— Start of Extracted entries —
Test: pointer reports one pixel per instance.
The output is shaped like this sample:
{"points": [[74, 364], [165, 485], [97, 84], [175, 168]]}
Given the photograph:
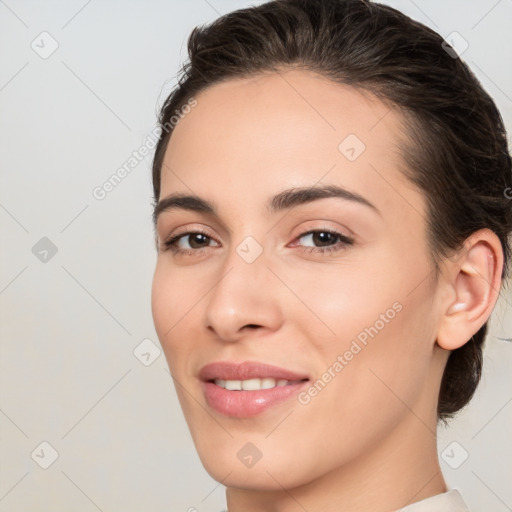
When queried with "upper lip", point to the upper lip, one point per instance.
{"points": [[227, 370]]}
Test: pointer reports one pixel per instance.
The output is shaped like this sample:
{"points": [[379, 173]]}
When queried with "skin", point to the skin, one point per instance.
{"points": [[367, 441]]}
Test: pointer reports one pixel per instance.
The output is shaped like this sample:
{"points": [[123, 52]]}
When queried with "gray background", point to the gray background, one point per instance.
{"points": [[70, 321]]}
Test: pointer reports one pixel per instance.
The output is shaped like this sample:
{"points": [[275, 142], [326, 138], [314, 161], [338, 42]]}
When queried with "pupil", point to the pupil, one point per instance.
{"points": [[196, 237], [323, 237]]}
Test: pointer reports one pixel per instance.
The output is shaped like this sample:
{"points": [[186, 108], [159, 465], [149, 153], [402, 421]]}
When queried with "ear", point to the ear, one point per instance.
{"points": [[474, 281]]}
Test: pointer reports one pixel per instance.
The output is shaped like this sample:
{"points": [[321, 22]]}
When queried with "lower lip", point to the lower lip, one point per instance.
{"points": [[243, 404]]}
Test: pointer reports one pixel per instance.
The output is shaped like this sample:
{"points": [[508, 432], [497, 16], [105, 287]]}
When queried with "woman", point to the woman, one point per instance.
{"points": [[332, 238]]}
— End of Extracted entries —
**Short task:** Swap "one point per instance" for "a single point for each instance" everywhere it shows up in the lines above, keep everything else the same, and write them out again without the picture.

**Response to this task:**
Test: pointer reports one pixel per instance.
The output is shaped like this sample:
{"points": [[74, 364], [165, 485], [97, 84], [175, 168]]}
Given the photograph:
When queried with "upper lip", point to the upper lip, a single point for each instance.
{"points": [[227, 370]]}
Test: pointer reports one pixel per instance.
The output is shaped like this sample:
{"points": [[379, 173]]}
When queried with "skin", point to the skin, a single point for each instance.
{"points": [[367, 441]]}
Test: pointer reports one pixel per instance.
The output is shaped like this sample:
{"points": [[123, 52]]}
When queried with "gray background", point to the gray background, a single point for each instance.
{"points": [[70, 321]]}
Test: pointer reports one pixel per instance.
The output is shaped like this sample:
{"points": [[275, 142], [326, 138], [314, 161], [338, 42]]}
When queried with "pupil", point to the pupil, a single point for each instance.
{"points": [[196, 237], [323, 237]]}
Test: pointer reports one pixel per instance.
The output is shaped like this sample:
{"points": [[186, 108], [159, 465], [149, 153], [402, 421]]}
When queried with "ear", point to the ear, a single point for each instance.
{"points": [[474, 281]]}
Test: pointer reports one pixel per instance.
The output is shaped like this sample:
{"points": [[321, 22]]}
When queried with "lower lip", point to the lower lip, a single point for each instance.
{"points": [[243, 404]]}
Test: pointer reports one pixel per instance.
The output is shaped like this sample:
{"points": [[508, 432], [497, 16], [105, 287]]}
When queried with "woman", point to the woman, a single point for each instance.
{"points": [[332, 238]]}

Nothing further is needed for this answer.